"""

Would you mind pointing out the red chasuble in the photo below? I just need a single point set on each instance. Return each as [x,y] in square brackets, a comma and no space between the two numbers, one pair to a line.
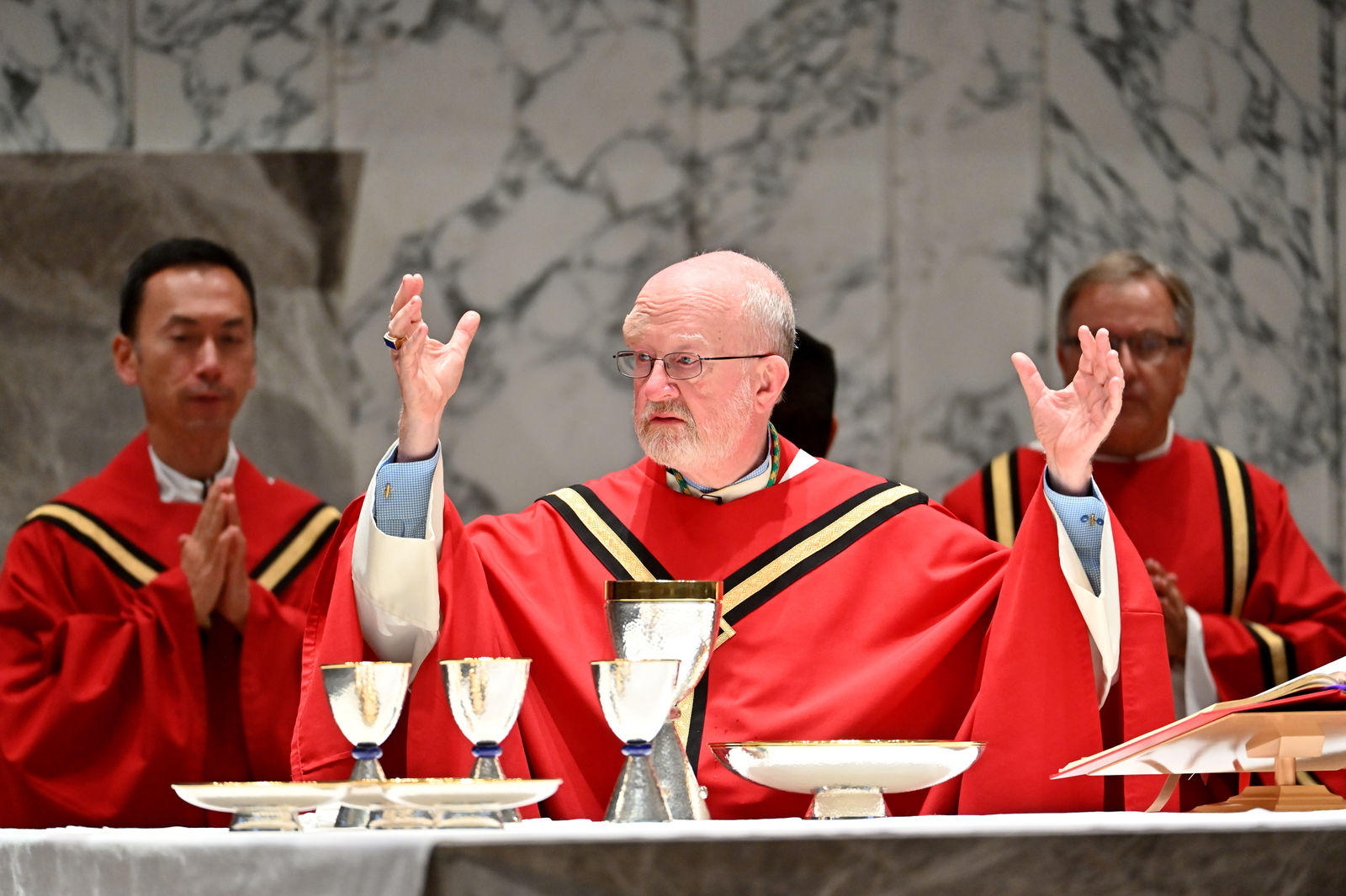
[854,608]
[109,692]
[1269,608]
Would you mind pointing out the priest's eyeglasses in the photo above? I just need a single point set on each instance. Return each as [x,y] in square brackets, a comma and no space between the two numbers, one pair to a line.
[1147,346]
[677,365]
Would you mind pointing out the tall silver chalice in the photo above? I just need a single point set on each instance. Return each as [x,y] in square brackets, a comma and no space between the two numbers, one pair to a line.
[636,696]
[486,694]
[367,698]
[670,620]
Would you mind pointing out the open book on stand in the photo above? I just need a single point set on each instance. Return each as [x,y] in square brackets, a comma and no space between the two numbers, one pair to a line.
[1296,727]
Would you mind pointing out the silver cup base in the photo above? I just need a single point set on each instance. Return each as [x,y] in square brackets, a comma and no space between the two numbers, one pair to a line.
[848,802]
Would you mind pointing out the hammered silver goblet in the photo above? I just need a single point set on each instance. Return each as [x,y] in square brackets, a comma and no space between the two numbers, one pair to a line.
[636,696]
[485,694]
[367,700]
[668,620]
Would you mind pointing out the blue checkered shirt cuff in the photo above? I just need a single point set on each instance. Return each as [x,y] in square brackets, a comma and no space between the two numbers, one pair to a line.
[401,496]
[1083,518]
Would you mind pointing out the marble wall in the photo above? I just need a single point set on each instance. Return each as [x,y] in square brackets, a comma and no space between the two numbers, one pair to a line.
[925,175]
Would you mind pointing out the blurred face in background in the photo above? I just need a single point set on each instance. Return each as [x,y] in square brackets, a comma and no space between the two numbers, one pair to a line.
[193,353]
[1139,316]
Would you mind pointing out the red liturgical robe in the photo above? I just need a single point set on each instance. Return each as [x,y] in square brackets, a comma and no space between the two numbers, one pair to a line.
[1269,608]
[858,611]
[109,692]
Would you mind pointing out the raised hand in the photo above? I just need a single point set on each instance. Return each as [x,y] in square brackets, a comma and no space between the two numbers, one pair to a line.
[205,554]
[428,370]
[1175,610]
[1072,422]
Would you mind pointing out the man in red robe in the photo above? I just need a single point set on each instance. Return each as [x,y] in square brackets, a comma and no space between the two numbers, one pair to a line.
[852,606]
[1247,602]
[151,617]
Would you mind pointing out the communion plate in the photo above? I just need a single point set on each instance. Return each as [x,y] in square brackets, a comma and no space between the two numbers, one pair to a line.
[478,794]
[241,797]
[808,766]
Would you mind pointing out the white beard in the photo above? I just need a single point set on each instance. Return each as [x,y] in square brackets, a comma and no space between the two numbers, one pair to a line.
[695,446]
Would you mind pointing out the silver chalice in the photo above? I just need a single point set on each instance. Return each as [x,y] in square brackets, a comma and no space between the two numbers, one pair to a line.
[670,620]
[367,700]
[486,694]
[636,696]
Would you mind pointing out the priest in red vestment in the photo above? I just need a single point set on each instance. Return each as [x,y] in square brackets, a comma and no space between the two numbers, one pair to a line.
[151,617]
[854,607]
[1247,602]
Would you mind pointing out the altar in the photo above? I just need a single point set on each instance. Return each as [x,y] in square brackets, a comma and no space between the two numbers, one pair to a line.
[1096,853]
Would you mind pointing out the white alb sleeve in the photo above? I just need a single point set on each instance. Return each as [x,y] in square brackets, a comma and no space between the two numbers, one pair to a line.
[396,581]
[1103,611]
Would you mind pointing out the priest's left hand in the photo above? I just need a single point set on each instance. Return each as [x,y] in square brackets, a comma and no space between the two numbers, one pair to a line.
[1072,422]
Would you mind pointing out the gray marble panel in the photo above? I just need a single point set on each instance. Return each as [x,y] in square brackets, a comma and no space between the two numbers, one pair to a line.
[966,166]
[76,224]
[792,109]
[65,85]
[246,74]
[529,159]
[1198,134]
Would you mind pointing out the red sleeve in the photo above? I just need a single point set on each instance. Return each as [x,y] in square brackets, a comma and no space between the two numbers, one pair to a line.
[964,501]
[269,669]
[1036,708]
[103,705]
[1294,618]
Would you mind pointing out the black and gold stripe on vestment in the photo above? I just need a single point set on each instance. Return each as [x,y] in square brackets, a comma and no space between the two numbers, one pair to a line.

"""

* [Exercise prompt]: Omit pictures; set down the rest of the material word for word.

* [Written solution]:
Would you mind pointing out the red chasuble in the photo below? I just need a single point set on each instance. Return each as [x,y] in square brackets, a comma and no space between the two numbers, one pair to a line.
[854,608]
[109,692]
[1269,608]
Would you mind pointing out the priest's eyeglasses in the photo above? I just need a single point set on each instance. Return each as [x,y] in square brackets, a comma and no space between the two numbers, one pair to a line.
[1147,346]
[677,365]
Would you mind pointing out the tall silver chalice in the photo above? I just need a single point set on each instance. Return each as [x,y] in square brackets, a comma and no space between the two numbers, one pair to a line.
[636,696]
[486,694]
[367,698]
[670,620]
Would you mind pointing out the open book on stand in the photo above? I just need a single point set on each instance. Return each as [x,y] in square brackets, a comma and no space between the two numbers, one pair to a line.
[1296,727]
Would you mind pointing out the silver cup base in the photo above? I just need a single point set on each instance. Return each as [x,y] in square brackets, a comma and no space between the two numbers, one pair to a line.
[848,802]
Would you mind pointing out the hammered silver goblet in the photo above? I just need a single point set on each instance. Return each as [x,y] in square brackets, a comma and no space between the two numbers, one pair to a line.
[636,696]
[485,694]
[367,700]
[668,620]
Would you mind pointing out the blue checkered shirt cuff in the photo above? I just need a single point set on each instance. Return each as [x,y] in square brackets, a comma and no space between the two numbers, one pair to a line.
[401,496]
[1083,518]
Would you mind pointing out the marble wall in the photo above? I just need a single point set on each instance. Return each as [x,y] in square brackets, a comma and no space between the two numbers, one pair to a line.
[925,175]
Would you mind pointing out the blurred face in background in the photo above? I just need a single point set on each instance. Return each as [x,y] in square brackets, a comma and no space between the two numbers, one pair to a line.
[193,353]
[1139,316]
Would you mind pointing out the red liturgical robe in the photo above? I just need a single point set on each instance. Return each as [x,y] in square brackets, a comma and no space between the two numbers, one pair to a line.
[1269,608]
[858,611]
[109,692]
Would you mind pointing out the raised hand in the photo above? I just need a single point set on each instance. Return each as [x,y] in square brackets, a comma and no space between the two numbers, one pair to a line.
[205,554]
[428,370]
[1175,610]
[1072,422]
Would you mind pointing out the man in red robe in the photo above? I just need a single point set on each instance. Return each as [x,y] in square brackets, a comma and no space between the two numbers, one pair to a line.
[852,606]
[1247,602]
[151,617]
Would you mind pointing out the communion plate in the photo above? I just need a single point set on each instance. Return each as [x,y] in square brackets, a comma and no space between the two numbers, one pair to a line.
[478,794]
[241,797]
[808,766]
Would you mind pointing out the white beard in the photo above? I just need a single point set on each instance. Return each as [x,y] in square brackets, a comma and no space between the two numbers, one pair to a line.
[695,446]
Would you mind pointing out the silver chalice in the photo above? I just need a single point set on each instance. Return each as [x,y] in square brackets, a comma and no space between the two numbers, one pair to a line.
[670,620]
[367,700]
[486,694]
[636,696]
Would you mind pointing out the priest in red vestment in the photo above? I just need a single point set on each instance. Return each as [x,y] in square brackets, a comma and no space between the two numbers, one pair to a line.
[151,617]
[854,607]
[1247,602]
Would you mind pointing out the altar in the photo above? I just need a single point set on each instance. Return each as [x,y] in square brackets, a comma and no space between the two numbers, one pair to a line.
[1096,853]
Would you mind pointing out the white alb sleeve in the photo above? I just need a single point set on each instance. Return each as [x,y] in square brackets, a comma and no space between the two numbers, one pair to a line.
[396,581]
[1103,611]
Would you mind pointing out the priest's left hand in the photo above? I just need a single point set on each instance. Return each as [x,y] in square brackets, a comma and no space between the two numbers, one pair to a line.
[1072,422]
Would you mind pointing out the gray marble panel in the photo above? I just need a single point set on each instance. Return each as [x,y] in square brackets, a comma and no space between the two numbers, one pair to a line.
[966,166]
[76,224]
[792,109]
[65,85]
[246,74]
[529,159]
[1198,134]
Would you mind pointing out the red sleeve in the photo above? I just need a single point set on each instance. Return each as [x,y] in square brackets, a comma and no space between the two numbers, one pair to a line.
[964,501]
[269,669]
[1036,708]
[103,705]
[1294,618]
Would you mind pointing out the black and gold stripe on vestment in the photo above? I just need a single point set on each instance. Return each as [x,y] in square brackets, a comma and no space between the two numbers, one pair to a line.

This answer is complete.